— Begin DATA SUPPLIED —

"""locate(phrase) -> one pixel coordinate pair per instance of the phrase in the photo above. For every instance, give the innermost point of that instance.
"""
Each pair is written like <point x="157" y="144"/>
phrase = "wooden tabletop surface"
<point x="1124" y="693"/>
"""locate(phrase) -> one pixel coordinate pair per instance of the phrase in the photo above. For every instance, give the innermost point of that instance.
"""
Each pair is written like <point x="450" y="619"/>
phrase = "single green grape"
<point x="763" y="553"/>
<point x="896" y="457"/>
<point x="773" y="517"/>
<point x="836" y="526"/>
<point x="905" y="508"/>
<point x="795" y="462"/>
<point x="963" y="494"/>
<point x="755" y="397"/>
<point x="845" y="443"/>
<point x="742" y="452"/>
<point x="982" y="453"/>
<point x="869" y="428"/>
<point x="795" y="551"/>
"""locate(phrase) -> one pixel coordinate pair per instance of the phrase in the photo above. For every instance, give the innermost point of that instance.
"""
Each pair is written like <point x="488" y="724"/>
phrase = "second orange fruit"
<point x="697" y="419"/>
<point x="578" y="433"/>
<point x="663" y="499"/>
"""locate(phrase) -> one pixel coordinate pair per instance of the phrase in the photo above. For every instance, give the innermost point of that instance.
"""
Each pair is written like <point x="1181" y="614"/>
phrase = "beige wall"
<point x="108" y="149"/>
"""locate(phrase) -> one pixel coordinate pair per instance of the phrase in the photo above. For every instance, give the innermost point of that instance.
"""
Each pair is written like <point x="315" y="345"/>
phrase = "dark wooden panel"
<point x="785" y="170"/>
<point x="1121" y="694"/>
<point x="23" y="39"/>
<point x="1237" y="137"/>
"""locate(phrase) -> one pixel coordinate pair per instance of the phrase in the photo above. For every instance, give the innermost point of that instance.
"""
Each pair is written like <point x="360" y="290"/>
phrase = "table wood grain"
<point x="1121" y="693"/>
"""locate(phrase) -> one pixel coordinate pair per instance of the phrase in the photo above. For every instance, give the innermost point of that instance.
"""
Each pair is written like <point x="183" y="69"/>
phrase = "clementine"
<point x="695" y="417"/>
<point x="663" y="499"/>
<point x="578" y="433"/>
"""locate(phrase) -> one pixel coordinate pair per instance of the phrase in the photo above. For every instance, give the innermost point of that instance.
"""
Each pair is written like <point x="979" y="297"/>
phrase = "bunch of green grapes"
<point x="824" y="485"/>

— End DATA SUPPLIED —

_WHAT YOU ARE ASKED TO DO_. How many lines of the material above contain the string "wooden"? Reply with the number alone.

_EXERCISE OUTPUT_. 2